- **Task prompt**
Copy all the records below, swapping each "a marker on every instance" for "one dot per match" and changing nothing else. Leave the pictures out of your copy.
•••••
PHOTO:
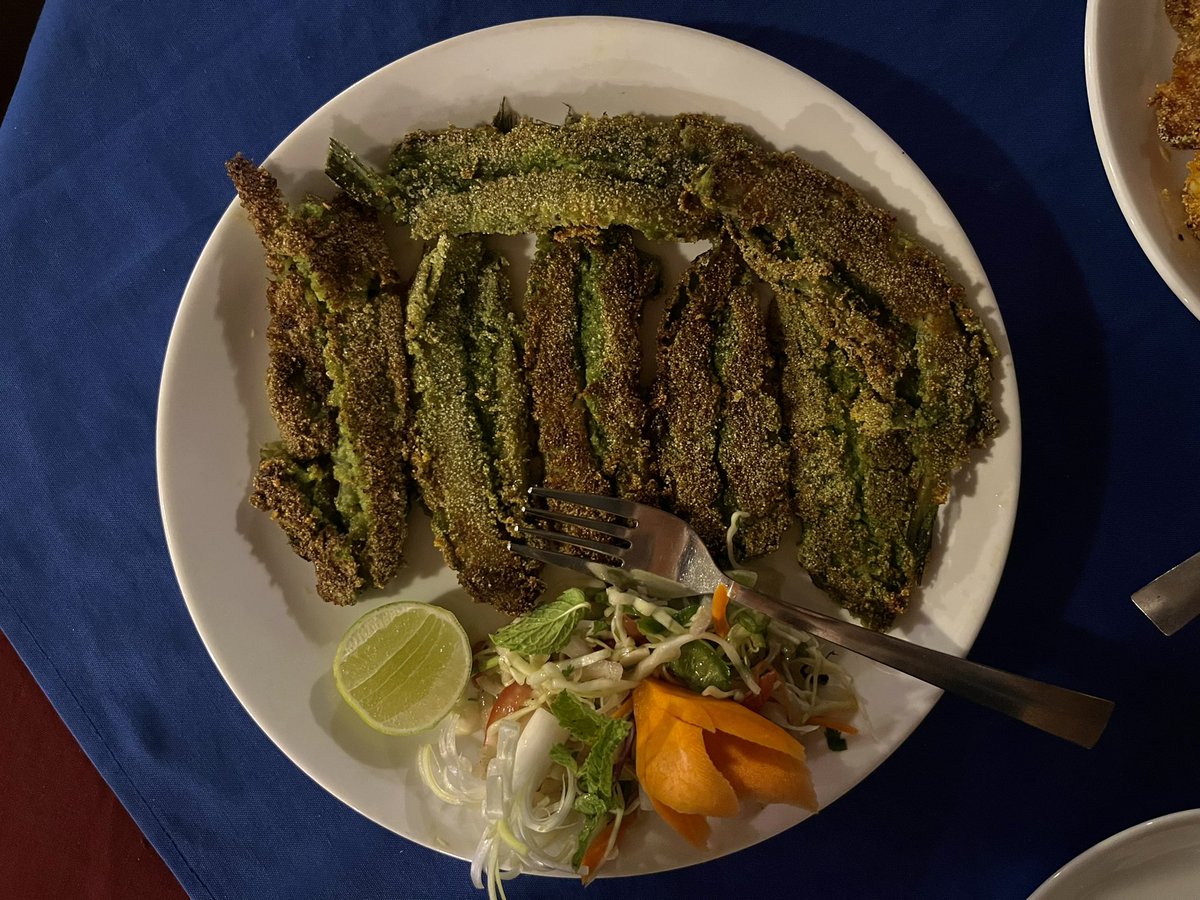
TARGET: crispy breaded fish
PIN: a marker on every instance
(715, 415)
(301, 498)
(471, 419)
(583, 306)
(887, 381)
(533, 175)
(1177, 101)
(337, 383)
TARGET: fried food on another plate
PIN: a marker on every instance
(337, 384)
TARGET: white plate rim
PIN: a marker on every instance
(1097, 856)
(1102, 126)
(927, 697)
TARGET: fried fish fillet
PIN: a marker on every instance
(1177, 101)
(533, 175)
(471, 421)
(887, 382)
(583, 307)
(337, 382)
(715, 412)
(301, 498)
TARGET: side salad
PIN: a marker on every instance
(607, 703)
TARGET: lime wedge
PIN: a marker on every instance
(402, 666)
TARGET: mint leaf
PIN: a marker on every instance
(834, 741)
(685, 615)
(591, 805)
(700, 665)
(564, 757)
(753, 622)
(592, 826)
(546, 628)
(581, 720)
(595, 774)
(603, 735)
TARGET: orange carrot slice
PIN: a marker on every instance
(681, 774)
(761, 773)
(720, 609)
(714, 714)
(693, 828)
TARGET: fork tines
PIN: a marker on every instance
(615, 505)
(570, 537)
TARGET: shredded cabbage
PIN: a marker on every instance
(527, 780)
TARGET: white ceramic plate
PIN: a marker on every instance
(253, 601)
(1127, 52)
(1158, 859)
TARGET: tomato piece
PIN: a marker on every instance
(511, 699)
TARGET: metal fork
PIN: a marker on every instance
(653, 545)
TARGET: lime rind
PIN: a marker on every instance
(403, 666)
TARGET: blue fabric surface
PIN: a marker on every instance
(111, 180)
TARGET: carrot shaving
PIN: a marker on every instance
(720, 607)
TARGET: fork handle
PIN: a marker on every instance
(1079, 718)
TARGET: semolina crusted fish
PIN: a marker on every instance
(337, 384)
(527, 175)
(583, 307)
(715, 411)
(471, 420)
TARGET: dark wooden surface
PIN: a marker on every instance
(63, 832)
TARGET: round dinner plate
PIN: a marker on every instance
(253, 601)
(1158, 859)
(1127, 52)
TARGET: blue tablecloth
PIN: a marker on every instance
(111, 181)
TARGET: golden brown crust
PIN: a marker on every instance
(1177, 101)
(552, 360)
(300, 499)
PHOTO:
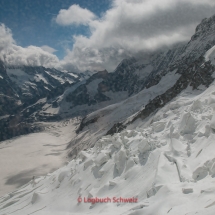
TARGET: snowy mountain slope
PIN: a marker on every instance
(133, 75)
(34, 154)
(166, 163)
(33, 83)
(98, 123)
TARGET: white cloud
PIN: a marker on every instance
(75, 15)
(6, 38)
(48, 49)
(13, 54)
(132, 26)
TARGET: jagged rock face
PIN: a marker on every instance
(33, 83)
(9, 101)
(198, 73)
(89, 92)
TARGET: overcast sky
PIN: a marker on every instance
(79, 35)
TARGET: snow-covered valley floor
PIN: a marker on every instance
(167, 162)
(35, 154)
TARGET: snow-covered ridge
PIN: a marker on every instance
(167, 163)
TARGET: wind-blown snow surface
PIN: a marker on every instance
(35, 154)
(167, 162)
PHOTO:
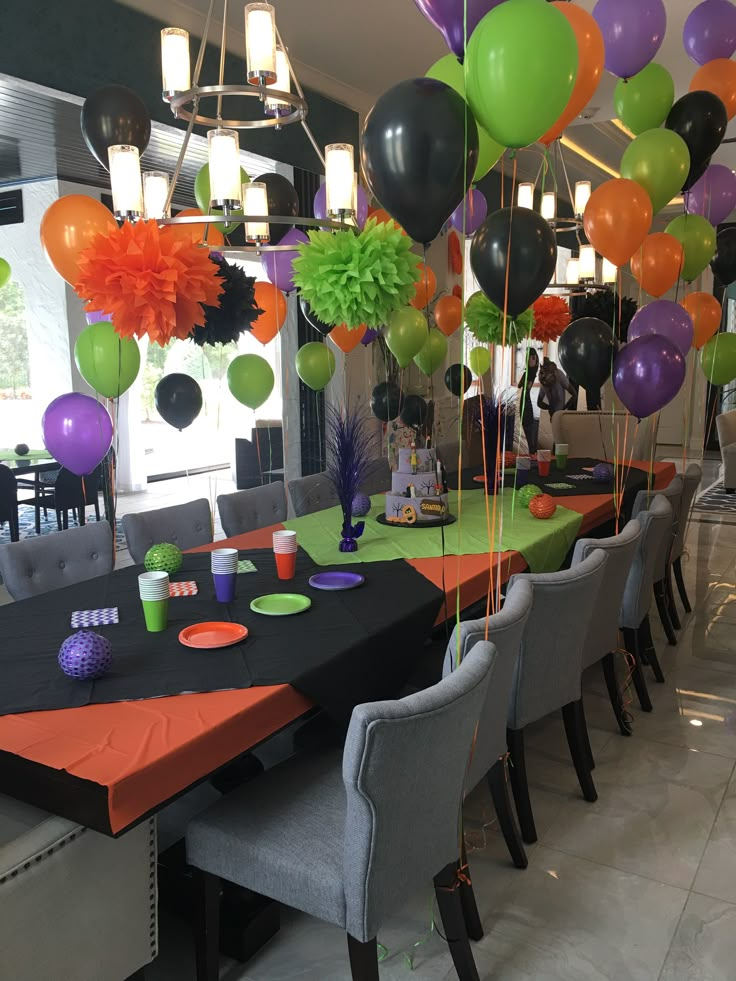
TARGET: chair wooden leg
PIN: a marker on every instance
•••••
- **Completed task**
PHOTO:
TARGET: crispy breaded fish
PIN: one dot per match
(715, 415)
(301, 498)
(471, 419)
(583, 306)
(887, 381)
(533, 175)
(1177, 101)
(337, 383)
TARGET: fried food on another plate
PIN: one dot per match
(337, 384)
TARGET: white plate rim
PIN: one dot per match
(1097, 856)
(1102, 126)
(927, 697)
TARGET: fried fish fillet
PIN: one dot per match
(1177, 101)
(533, 175)
(471, 421)
(887, 382)
(583, 307)
(337, 382)
(715, 412)
(301, 498)
TARGET: side salad
PIN: one dot per match
(607, 703)
TARGET: lime wedge
PIN: one dot per match
(402, 666)
TARGET: mint leaf
PIN: one dot per match
(834, 741)
(685, 615)
(591, 805)
(700, 665)
(564, 757)
(753, 622)
(592, 826)
(546, 628)
(581, 720)
(595, 774)
(603, 735)
TARGET: orange carrot slice
PIN: one dot per match
(681, 774)
(761, 773)
(720, 609)
(714, 714)
(693, 828)
TARGET: fork tines
PIN: one dot per match
(615, 505)
(570, 537)
TARGET: shredded cabbage
PIN: one dot per match
(527, 780)
TARGET: white ceramic plate
PIN: one dot per match
(253, 601)
(1127, 52)
(1158, 859)
TARGET: tomato piece
PIN: one dot per match
(511, 699)
TARGET: metal fork
PIN: one dot per match
(653, 545)
TARGET: lime rind
PIN: one dot per match
(403, 666)
TARGET: blue fabric surface
PIN: one dot per match
(111, 180)
TARGET: carrot shaving
PIN: one dot per match
(720, 607)
TARGET: fork handle
PIN: one dot per match
(1079, 718)
TARGET: semolina crusted fish
PIN: one dot per match
(337, 384)
(527, 175)
(583, 307)
(715, 411)
(471, 420)
TARGET: dark wooden surface
PIN: one dot per match
(63, 832)
TARGET: round dinner plate
PIN: one dot per match
(253, 601)
(1158, 859)
(1127, 52)
TARGET: blue tablecloth
PIN: one dot per match
(111, 181)
TARGET: golden brown crust
PIN: one dot per match
(1177, 101)
(552, 360)
(300, 499)
PHOTO:
TARGET: snowy mountain slope
PIN: one dot per match
(133, 75)
(34, 154)
(166, 163)
(33, 83)
(98, 123)
TARGET: white cloud
PIN: one dot per match
(75, 15)
(6, 38)
(48, 49)
(13, 54)
(132, 26)
TARGET: jagged rock face
PIN: one dot per match
(33, 83)
(9, 101)
(198, 73)
(89, 92)
TARGET: overcast sky
PIN: one dot per match
(79, 35)
TARGET: snow-covered valley floor
PIN: one dot per match
(167, 162)
(35, 154)
TARGET: snow-covered ridge
PIN: one dot per match
(167, 163)
TARGET: wind-blown snow surface
PIN: one dot per match
(35, 154)
(167, 162)
PHOTO:
TARGET: chair wooden leg
PIN: one dot per match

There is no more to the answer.